──────── Texto fornecido

O título deste post - muito criativo, aliás - diz respeito a um texto publicado no site UOL, comentando o "suicídio assistido" de Antônio Cícero.
Para quem não viu nada sobre o assunto, o irmão da cantora Marina Lima, o poeta, filósofo e membro da Academia Brasileira de Letras (ABL) - portanto, "imortal" - Antônio Cícero, suicidou-se, de modo assistido, na Suíça, no dia 23 de outubro, com 79 anos de idade.
Antônio deixou uma carta em que expôs o que motivou sua ação.
“Queridos amigos,
Encontro-me na Suíça, prestes a praticar eutanásia. O que ocorre é que minha vida se tornou insuportável. Estou sofrendo de Alzheimer.
Assim, não me lembro sequer de algumas coisas que ocorreram não apenas no passado remoto, mas mesmo de coisas que ocorreram ontem.
Exceto os amigos mais íntimos, como vocês, não mais reconheço muitas pessoas que encontro na rua e com as quais já convivi.
Não consigo mais escrever bons poemas nem bons ensaios de filosofia.
Não consigo me concentrar nem mesmo para ler, que era a coisa de que eu mais gostava no mundo.
Apesar de tudo isso, ainda estou lúcido bastante para reconhecer minha terrível situação.

────────────────
──────── Dados brutos

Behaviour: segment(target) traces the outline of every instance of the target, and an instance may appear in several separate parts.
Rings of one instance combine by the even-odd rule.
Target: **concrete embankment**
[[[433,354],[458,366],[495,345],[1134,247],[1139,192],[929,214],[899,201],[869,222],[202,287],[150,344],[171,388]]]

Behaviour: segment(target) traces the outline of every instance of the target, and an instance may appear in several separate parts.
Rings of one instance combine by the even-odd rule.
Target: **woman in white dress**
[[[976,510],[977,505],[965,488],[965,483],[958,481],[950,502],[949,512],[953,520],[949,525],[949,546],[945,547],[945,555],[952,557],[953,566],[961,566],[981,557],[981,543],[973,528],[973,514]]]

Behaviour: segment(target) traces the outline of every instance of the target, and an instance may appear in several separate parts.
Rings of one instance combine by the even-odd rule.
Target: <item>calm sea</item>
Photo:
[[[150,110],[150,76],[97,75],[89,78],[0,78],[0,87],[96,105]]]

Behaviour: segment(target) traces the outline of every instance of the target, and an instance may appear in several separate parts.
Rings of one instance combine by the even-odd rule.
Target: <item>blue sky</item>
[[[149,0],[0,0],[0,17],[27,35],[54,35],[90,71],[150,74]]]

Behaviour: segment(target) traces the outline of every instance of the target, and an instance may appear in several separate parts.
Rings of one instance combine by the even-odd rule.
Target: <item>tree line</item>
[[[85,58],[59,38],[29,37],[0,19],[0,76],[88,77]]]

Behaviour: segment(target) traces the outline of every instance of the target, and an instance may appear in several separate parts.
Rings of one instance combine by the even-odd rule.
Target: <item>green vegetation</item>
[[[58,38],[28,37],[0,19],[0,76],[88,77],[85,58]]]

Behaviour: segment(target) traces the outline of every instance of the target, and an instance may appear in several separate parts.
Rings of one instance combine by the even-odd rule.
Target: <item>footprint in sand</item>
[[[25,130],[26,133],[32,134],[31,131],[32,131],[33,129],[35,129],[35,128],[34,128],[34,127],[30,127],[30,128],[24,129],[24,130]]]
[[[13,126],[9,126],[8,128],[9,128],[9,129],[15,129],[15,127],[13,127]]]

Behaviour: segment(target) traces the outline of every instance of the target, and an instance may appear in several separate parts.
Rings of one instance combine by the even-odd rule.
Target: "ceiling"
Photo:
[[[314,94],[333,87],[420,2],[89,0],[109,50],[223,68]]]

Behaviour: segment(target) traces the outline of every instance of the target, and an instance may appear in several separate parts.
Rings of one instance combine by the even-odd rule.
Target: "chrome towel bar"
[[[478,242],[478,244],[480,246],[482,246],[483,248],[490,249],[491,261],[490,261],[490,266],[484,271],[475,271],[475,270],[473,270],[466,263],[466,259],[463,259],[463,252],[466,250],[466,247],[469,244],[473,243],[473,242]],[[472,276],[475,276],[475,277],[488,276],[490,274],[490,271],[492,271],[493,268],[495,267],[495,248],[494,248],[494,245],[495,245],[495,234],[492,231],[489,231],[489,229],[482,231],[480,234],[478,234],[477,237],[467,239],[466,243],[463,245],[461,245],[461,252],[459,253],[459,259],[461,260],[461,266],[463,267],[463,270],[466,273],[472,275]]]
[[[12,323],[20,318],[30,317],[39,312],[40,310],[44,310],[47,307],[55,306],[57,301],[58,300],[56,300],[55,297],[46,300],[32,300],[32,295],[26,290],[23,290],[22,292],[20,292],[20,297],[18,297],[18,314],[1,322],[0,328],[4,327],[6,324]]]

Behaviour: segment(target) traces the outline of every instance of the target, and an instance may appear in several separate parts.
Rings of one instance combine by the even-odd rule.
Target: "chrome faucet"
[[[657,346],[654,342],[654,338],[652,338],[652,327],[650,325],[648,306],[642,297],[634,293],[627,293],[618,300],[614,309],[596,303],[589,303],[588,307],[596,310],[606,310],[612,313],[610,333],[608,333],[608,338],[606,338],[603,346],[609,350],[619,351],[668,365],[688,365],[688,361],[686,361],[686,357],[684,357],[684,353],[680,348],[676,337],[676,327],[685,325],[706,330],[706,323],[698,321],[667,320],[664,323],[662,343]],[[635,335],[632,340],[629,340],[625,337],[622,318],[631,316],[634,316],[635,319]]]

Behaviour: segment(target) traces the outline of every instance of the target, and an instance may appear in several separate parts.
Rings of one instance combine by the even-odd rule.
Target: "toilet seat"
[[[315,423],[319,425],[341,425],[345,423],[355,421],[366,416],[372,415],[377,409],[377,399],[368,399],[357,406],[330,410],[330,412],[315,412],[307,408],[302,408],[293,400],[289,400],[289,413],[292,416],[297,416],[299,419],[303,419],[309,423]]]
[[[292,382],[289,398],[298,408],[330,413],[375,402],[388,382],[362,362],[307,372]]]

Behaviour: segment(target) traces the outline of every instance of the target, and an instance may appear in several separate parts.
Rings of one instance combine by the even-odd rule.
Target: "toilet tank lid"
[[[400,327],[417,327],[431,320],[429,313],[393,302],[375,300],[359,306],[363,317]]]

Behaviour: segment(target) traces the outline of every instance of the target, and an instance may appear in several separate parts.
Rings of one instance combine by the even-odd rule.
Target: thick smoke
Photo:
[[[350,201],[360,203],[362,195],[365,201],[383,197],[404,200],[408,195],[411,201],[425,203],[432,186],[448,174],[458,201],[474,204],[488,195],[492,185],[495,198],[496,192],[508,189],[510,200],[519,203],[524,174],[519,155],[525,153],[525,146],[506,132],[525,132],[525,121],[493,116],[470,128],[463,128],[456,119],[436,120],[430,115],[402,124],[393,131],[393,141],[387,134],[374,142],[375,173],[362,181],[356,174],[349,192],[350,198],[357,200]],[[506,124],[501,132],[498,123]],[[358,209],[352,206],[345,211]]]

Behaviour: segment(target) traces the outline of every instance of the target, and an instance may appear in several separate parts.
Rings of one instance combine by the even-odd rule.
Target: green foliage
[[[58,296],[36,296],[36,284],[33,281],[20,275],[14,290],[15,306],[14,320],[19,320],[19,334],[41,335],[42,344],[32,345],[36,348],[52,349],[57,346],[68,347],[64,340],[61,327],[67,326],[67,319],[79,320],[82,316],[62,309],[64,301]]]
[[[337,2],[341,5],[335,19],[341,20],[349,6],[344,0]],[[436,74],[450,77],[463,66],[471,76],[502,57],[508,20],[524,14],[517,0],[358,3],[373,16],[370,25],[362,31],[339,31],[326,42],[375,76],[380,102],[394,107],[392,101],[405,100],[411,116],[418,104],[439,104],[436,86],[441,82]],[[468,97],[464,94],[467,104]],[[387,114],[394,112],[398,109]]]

────────────────

Objetivo da tarefa:
Copie sem nenhuma alteração um trecho do texto sobre Antônio Cícero: comece no ponto que traz as palavras "Antônio deixou uma" e pare logo depois de "gostava no mundo.".

Resposta da tarefa:
Antônio deixou uma carta em que expôs o que motivou sua ação.
“Queridos amigos,
Encontro-me na Suíça, prestes a praticar eutanásia. O que ocorre é que minha vida se tornou insuportável. Estou sofrendo de Alzheimer.
Assim, não me lembro sequer de algumas coisas que ocorreram não apenas no passado remoto, mas mesmo de coisas que ocorreram ontem.
Exceto os amigos mais íntimos, como vocês, não mais reconheço muitas pessoas que encontro na rua e com as quais já convivi.
Não consigo mais escrever bons poemas nem bons ensaios de filosofia.
Não consigo me concentrar nem mesmo para ler, que era a coisa de que eu mais gostava no mundo.